+++ Excerpted text
Casserole

is a cooking dish made out of metal or other types of oven-proof material. A casserole is usually fitted with a lid, but there are some no-cover casseroles too. These dishes are designed to endure long slow cooking in the oven, and many are pretty enough to be used as serving dishes. Casseroles are very stylish nowadays, especially that the rustic and country looks are very in at the moment. They are also a food photography favourite when shot right.

The name Casserole is also used to refer to the foods cooked in a casserole dish.

Examples are: chicken casserole, casseroled duck breasts with mandarin and blueberries, Slow cooked leg of lamb casserole…etc

 

Casserole dishes are also great when used to prepare bakes like pastas, rice bakes or vegetable bakes. So think of making and serving Lasagna, gratins, and ragouts out of a casserole.
++++++
+++ Extracted records
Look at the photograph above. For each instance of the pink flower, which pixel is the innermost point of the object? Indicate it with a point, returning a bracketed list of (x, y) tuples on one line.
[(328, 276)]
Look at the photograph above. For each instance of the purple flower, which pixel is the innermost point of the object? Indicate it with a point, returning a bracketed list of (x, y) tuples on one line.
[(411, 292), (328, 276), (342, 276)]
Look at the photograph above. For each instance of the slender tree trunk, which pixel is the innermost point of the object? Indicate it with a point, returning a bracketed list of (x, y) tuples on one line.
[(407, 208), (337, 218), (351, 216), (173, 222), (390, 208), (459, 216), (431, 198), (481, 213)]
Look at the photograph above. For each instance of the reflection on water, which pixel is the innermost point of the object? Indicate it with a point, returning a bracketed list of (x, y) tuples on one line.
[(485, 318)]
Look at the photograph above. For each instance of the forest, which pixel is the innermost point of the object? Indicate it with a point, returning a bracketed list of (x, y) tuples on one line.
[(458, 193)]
++++++
To be done:
**1)** Decide whether each statement agrees with the passage on casseroles. Answer yes or no, and quote the words from the passage that decide it.
(a) Every casserole comes with a lid.
(b) Casserole dishes are made to withstand long, slow cooking in the oven.
(c) The word "casserole" can also refer to food prepared in such a dish.
**2)** Write the next few sentences of the passage on casseroles, starting right after its final sentence.

Task results:
**1)**
(a) No: "there are some no-cover casseroles too"
(b) Yes: "These dishes are designed to endure long slow cooking in the oven"
(c) Yes: "The name Casserole is also used to refer to the foods cooked in a casserole dish"

**2)**
In classic French cookery a casserole is a concoction generally made with cooked rice moulded into the casserole shape and is usually filled with mousses, minced meats, game purees…etc

 

Casseroles are really your busy day’s best friend,

as they can be prepped real quick – as well as ahead of time if desired- and then put in the oven for a long slow cooking treat. This slow cooking process produces the most tender, melt-in-your-mouth type of meats. As gentle cooking in a moderate oven will cook tough meat fibres making them tender. the vegetables will also be tender and the whole product will be drenched with the flavours and aromas of all the ingredients used, as they have had ample time to mingle and give their essences throughout the cooking process.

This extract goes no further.